-- Tugas yang Dikerjakan --
1. Menurut teks tentang literasi di era digital, apa yang digadang-gadang menjadi masa depan buku?
2. Sunting teks tentang literasi di era digital: tulis ulang bagiannya dari "Apabila dilihat dari" sampai dengan "digital ketika dipublikasikan.", lalu ganti "penerbit" dengan "redaksi".
3. Mohon tentukan apakah setiap pernyataan berikut sesuai dengan teks tentang literasi di era digital. Jawab ya atau tidak, lalu kutip kata-kata penentunya dari teks. (a) Hampir seluruh penulis di dunia sudah menulis dalam format digital. (b) Penulislah yang memutuskan apakah karyanya dicetak atau tetap digital. (c) Penulis yang menulis manual melakukannya untuk tulisan yang panjang.

-- Teks yang Diberikan --

◇ ◇ ◇ ◇

Rabu, 16 Maret 2016

LITERASI DI ERA DIGITAL

Zaman seolah bergerak ketika teknologi informasi berkembang makin pesat. Dalam dunia penerbitan, mulia terjadi perubahan media publikasi yang dulu melalui barang cetakan kini mulia beralih ke format digital. E-book digadang-gadang menjadi masa depan buku. Dari fenomena itu kemudian muncul kecemasan bahwa buku mulia menuju kepunahan atau langka karena ancaman kehadiran E-book.

Apabila dilihat dari sudut pandang penulis buku, kecemasan itu ada benarnya kerena yang paling pertama mengalami proses digitalisasi adalah penulis. Hampir seluruh penulis di dunia telah menulis dalam format digital. Kalau pun mereka menulis manual, itu dilakukan untuk hal yang singkat, ringkas-ringkasan inspirasi, dan sejenisnya. Sementara hasil akhirnya selalu dalam bentuk digital. Pihak penerbit yang nanti akan memutuskan apakah karya itu di cetak atau tetap dalam bentuk digital ketika dipublikasikan.

◇ ◇ ◇ ◇

-- Data yang Diberikan --

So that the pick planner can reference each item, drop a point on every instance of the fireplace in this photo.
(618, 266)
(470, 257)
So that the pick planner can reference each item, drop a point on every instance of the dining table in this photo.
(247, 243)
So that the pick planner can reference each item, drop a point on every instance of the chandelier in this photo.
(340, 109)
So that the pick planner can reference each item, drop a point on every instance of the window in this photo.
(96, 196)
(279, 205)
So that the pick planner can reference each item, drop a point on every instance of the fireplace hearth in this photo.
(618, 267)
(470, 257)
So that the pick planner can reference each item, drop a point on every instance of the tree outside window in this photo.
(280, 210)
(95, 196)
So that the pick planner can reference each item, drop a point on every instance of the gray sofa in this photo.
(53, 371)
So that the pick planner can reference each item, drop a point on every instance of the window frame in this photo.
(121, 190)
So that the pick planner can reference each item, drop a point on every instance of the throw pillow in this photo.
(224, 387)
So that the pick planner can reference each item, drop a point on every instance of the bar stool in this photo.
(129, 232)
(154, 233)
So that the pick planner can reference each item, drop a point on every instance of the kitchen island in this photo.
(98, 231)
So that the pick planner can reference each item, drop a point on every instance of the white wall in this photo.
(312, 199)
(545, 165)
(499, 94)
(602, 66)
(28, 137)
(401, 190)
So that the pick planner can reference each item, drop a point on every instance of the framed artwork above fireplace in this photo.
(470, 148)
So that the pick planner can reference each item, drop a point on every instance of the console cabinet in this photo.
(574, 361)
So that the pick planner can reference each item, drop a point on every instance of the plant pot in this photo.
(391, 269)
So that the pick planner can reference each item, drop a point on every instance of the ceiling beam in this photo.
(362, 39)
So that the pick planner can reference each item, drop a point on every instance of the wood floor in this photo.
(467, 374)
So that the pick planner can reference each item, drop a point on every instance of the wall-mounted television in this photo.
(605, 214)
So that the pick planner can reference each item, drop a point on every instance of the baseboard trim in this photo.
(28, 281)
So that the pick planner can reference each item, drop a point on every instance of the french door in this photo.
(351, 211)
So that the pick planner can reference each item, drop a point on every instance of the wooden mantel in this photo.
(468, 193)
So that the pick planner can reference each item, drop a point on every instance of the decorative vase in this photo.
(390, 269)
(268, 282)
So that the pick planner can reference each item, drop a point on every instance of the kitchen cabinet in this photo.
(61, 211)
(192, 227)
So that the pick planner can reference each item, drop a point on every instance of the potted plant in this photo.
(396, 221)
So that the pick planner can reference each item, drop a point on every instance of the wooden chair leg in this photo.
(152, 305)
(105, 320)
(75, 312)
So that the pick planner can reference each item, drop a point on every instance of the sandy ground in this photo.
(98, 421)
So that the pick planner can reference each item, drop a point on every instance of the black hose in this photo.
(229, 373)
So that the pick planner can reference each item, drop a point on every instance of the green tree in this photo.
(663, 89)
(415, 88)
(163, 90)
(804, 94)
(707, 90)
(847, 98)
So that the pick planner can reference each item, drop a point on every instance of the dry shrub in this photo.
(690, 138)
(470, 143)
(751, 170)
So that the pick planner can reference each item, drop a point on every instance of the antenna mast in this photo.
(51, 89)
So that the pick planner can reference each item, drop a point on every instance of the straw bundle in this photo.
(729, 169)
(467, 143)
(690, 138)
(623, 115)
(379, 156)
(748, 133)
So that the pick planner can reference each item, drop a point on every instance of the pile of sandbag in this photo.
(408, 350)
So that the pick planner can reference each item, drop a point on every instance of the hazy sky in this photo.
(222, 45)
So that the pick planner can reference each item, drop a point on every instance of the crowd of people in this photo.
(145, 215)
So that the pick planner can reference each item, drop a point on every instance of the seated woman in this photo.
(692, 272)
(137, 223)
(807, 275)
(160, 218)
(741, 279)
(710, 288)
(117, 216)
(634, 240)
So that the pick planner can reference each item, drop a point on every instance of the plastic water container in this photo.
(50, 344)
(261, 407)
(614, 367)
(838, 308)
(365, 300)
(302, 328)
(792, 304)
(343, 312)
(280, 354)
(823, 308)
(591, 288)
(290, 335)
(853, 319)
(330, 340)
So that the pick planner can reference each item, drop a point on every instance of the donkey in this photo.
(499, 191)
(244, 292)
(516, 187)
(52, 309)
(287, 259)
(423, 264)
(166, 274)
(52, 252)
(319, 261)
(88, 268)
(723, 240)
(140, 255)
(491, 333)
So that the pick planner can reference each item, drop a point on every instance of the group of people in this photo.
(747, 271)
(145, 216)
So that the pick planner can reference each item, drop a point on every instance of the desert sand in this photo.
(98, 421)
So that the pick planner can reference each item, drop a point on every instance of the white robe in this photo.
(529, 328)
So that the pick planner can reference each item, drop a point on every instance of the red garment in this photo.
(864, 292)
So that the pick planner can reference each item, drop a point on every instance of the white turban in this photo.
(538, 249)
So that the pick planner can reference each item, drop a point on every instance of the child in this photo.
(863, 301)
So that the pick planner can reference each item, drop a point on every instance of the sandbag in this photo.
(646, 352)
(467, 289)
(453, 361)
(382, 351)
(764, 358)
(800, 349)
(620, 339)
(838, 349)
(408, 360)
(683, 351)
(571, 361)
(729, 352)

◇ ◇ ◇ ◇

-- Jawaban Tiap Tugas --
1. E-book digadang-gadang menjadi masa depan buku.

2.
Apabila dilihat dari sudut pandang penulis buku, kecemasan itu ada benarnya kerena yang paling pertama mengalami proses digitalisasi adalah penulis. Hampir seluruh penulis di dunia telah menulis dalam format digital. Kalau pun mereka menulis manual, itu dilakukan untuk hal yang singkat, ringkas-ringkasan inspirasi, dan sejenisnya. Sementara hasil akhirnya selalu dalam bentuk digital. Pihak redaksi yang nanti akan memutuskan apakah karya itu di cetak atau tetap dalam bentuk digital ketika dipublikasikan.

3.
(a) Ya: "Hampir seluruh penulis di dunia telah menulis dalam format digital."
(b) Tidak: "Pihak penerbit yang nanti akan memutuskan apakah karya itu di cetak atau tetap dalam bentuk digital ketika dipublikasikan."
(c) Tidak: "itu dilakukan untuk hal yang singkat, ringkas-ringkasan inspirasi, dan sejenisnya."